__Task prompt__
In how many lines of the data does the word "every" appear? Give the number by itself.

__Listed entries__

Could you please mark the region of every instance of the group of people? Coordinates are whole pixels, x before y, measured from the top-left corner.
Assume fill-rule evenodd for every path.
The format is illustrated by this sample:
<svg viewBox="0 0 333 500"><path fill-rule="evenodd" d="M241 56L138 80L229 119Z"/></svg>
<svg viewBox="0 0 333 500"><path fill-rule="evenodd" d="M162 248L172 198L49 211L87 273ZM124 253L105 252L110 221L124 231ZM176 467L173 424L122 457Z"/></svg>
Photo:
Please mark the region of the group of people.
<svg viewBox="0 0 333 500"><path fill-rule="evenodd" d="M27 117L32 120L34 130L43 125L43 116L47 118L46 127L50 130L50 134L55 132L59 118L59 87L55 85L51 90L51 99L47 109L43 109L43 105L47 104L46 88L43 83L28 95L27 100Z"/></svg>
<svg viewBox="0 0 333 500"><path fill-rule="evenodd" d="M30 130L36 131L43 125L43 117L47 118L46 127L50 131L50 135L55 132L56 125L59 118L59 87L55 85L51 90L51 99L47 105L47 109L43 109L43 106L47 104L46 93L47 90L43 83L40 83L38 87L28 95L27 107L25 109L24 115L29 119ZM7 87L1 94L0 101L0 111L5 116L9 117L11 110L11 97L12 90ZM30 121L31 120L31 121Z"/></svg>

__Output for this task__
2